There are more than a few people who look at Vice President Pence and see President Pence — possibly sooner than later. For wistful Democrats, it would be the end result of President Trump stepping aside or being impeached; for wistful Republicans, some dream of a more serious, less error-prone Republican president actually succeeding at passing a conservative agenda.

But as The Post's Abby Phillip began documenting last week, Pence has hardly been immune from Trump's foibles and from saying untrue things about them. And now twice in the past week, his defenses of the White House he serves in have been pretty directly contradicted in ways that seriously call into question his credibility.

Below are three big instances in which Pence said something that turned out to be highly misleading at best and clearly false at worst, starting with the newest one.

1) Michael Flynn's status as a foreign agent for Turkey

In early March, it was reported that former national security adviser Michael Flynn had filed as a foreign agent for Turkey after failing to do so when he should have. Asked about it by Fox News's Bret Baier on March 9, Pence said twice that it was the “first I heard of it”:

BAIER: The story today that former national security adviser Michael Flynn has filed with the Department of Justice as a foreign agent for making more than $500,000 as a lobbyist, essentially, for Turkey. Your reaction to that, given that, doesn’t that mean, Mr. Vice President, that even if he didn’t lie to you about what the Russian ambassador said or didn’t say, that you would have had to fire him anyway?

PENCE: Well, let me say, hearing that story today was the first I'd heard of it. And I fully support the decision that President Trump made to ask for General Flynn’s resignation.

BAIER: You’re disappointed by the story?

PENCE: The first I heard of it, and I think it is, uh, it is an affirmation of the president’s decision to ask General Flynn to resign.

...

But just a day later, The Washington Post and others reported that Flynn had informed Trump's legal team that he might need to register as a foreign agent even before Trump was inaugurated. And late Wednesday, the New York Times reported that Flynn also had disclosed that he was under federal investigation for it. That's what he told soon-to-be White House chief counsel Don McGahn on Jan. 4, per the Times.

There are two possible defenses for Pence here. The first is that maybe McGahn didn't pass this information along to Pence. This doesn't make much sense, though, given that Pence was leading the transition effort. That would be gross negligence on McGahn's behalf.

The second is that, even if Pence knew about it, perhaps he was referring strictly to the reports about Flynn having just filed as a foreign agent when he said it was the first he'd heard of it. But that would be highly, highly misleading — at best. And Pence went on to pretend that this was all new information that bolstered Trump's decision to ask for Flynn's resignation.

- AVAILABLE DATA:
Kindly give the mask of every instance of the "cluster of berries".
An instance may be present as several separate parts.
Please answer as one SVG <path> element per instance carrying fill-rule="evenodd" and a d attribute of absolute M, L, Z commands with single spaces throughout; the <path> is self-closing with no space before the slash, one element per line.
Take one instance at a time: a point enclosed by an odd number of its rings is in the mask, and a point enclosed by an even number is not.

- DIRECTIONS FOR THIS TASK: Can you reproduce the part of the Pence article starting with "In early March, it" and going on through "fire him anyway?"? Rely on the Pence article alone.

- ANSWER TO THIS TASK:
In early March, it was reported that former national security adviser Michael Flynn had filed as a foreign agent for Turkey after failing to do so when he should have. Asked about it by Fox News's Bret Baier on March 9, Pence said twice that it was the “first I heard of it”:

BAIER: The story today that former national security adviser Michael Flynn has filed with the Department of Justice as a foreign agent for making more than $500,000 as a lobbyist, essentially, for Turkey. Your reaction to that, given that, doesn’t that mean, Mr. Vice President, that even if he didn’t lie to you about what the Russian ambassador said or didn’t say, that you would have had to fire him anyway?